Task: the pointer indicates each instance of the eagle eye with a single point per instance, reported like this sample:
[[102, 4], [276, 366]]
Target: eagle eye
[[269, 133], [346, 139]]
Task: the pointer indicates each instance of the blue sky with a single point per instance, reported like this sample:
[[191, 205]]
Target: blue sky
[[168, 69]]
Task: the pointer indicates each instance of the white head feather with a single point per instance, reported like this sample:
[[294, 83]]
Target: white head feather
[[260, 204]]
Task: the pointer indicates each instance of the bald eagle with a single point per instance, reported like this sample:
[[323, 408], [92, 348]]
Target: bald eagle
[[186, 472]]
...
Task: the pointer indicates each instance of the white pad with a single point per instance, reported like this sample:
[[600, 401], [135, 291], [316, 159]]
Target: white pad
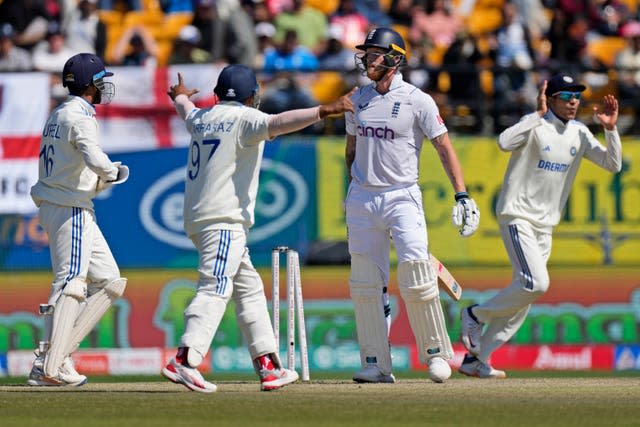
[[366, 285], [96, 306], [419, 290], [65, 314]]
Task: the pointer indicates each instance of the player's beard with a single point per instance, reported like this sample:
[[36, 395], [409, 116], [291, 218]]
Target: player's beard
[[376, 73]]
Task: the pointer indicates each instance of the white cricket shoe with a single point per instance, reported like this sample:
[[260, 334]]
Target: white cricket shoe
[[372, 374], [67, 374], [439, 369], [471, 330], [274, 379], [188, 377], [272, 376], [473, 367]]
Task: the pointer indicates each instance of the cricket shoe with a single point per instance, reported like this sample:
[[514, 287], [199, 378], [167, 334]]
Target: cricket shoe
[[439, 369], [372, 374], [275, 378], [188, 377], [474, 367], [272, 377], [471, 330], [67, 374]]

» **PROMPT**
Start with the line above that contains "Task: the pointer indicates each instance of the white cricket" and stop after the line that contains "[[514, 287], [199, 378], [167, 334]]". Output those lines exactly, and only those.

» **RESPONSE BOX**
Task: the pointer indicates each instance of the white cricket shoe with a single point per instance, reported like this sample:
[[260, 334]]
Target: white cricket shoe
[[372, 374], [67, 374], [439, 369], [471, 330], [274, 379], [188, 377], [272, 376], [473, 367]]
Task: the pointer indicates each instance of the cricket shoe with a single point per instance, reported like this sample:
[[514, 287], [199, 378], [167, 334]]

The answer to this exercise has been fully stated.